◆ WORK INSTRUCTIONS: Recast everything in the data from the line containing "pin: the yellow" down through the last line as a numbered list, omitting blank lines.

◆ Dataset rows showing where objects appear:
▼

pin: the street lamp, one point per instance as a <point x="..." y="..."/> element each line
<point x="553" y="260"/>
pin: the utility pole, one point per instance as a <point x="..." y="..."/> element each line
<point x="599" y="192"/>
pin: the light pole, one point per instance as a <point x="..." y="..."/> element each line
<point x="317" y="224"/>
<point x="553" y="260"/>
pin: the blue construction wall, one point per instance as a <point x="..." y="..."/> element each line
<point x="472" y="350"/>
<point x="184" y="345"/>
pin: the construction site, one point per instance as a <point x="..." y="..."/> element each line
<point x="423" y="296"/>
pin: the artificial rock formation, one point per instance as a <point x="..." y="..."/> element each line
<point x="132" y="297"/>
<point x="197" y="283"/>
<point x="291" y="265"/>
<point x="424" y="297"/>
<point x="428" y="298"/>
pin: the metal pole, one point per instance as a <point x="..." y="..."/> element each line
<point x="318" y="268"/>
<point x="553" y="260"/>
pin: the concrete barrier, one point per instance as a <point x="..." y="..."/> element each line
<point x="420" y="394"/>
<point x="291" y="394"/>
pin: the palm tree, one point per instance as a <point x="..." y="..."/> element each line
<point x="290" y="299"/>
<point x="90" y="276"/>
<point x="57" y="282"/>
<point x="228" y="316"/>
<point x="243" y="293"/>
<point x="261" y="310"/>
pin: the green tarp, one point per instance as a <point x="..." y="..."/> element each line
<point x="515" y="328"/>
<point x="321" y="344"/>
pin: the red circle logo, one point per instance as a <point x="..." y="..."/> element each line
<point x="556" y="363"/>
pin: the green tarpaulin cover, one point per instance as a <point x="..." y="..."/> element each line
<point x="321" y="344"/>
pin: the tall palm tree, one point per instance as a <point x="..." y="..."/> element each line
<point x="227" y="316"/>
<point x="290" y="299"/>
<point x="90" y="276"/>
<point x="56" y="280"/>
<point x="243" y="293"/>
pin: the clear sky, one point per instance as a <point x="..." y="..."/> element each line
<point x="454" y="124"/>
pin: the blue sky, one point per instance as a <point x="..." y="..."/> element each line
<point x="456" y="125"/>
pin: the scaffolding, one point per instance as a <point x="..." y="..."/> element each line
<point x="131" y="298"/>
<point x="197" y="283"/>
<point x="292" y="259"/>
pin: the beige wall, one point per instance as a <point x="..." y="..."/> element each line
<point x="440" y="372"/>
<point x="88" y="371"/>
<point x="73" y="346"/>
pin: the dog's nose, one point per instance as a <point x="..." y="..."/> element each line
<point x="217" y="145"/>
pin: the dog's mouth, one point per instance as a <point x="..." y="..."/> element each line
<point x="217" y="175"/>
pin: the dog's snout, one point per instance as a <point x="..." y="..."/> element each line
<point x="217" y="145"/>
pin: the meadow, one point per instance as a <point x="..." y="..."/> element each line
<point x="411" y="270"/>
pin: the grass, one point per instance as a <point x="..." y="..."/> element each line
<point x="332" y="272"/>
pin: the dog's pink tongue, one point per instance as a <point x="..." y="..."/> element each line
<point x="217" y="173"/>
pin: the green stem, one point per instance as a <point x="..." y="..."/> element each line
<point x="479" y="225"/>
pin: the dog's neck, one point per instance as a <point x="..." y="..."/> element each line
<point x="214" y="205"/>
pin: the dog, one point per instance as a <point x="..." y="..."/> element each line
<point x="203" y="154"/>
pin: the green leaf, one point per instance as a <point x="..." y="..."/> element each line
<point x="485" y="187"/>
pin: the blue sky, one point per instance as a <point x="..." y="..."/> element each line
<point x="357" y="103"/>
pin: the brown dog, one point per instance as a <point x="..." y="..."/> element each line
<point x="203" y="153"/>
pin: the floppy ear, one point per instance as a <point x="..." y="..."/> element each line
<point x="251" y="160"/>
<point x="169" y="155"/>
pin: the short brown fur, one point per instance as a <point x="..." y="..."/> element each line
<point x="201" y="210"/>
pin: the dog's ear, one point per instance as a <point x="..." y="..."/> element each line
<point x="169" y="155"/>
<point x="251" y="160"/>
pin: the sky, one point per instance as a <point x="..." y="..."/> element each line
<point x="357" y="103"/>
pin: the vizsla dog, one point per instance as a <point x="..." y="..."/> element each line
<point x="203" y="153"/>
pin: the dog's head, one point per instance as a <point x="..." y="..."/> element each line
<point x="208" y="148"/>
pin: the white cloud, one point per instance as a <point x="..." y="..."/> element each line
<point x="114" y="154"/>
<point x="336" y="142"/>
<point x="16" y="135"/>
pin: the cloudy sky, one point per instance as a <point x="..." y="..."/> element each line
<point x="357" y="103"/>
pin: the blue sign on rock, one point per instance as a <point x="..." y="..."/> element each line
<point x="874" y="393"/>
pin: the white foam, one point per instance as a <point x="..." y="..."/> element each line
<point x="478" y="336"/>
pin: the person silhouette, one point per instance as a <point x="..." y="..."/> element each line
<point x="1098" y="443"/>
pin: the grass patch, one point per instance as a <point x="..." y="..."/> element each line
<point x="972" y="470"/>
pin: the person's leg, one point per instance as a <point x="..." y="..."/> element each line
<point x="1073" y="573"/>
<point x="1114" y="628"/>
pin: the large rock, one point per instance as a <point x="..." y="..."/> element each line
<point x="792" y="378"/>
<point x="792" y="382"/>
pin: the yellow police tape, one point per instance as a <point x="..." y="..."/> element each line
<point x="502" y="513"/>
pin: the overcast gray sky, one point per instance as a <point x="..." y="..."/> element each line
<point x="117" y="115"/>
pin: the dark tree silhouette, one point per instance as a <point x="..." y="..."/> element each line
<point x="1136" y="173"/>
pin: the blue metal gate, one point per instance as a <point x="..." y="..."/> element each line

▲

◆ SOLUTION:
1. pin: the yellow police tape, one point per instance as a <point x="..." y="..."/> element each line
2. <point x="502" y="513"/>
3. pin: the overcast gray sky, one point per instance as a <point x="..." y="..."/> element each line
4. <point x="117" y="115"/>
5. pin: the dark tree silhouette, one point per instance as a <point x="..." y="..."/> element each line
6. <point x="1136" y="173"/>
7. pin: the blue metal gate, one point per instance as a <point x="..." y="..."/> element each line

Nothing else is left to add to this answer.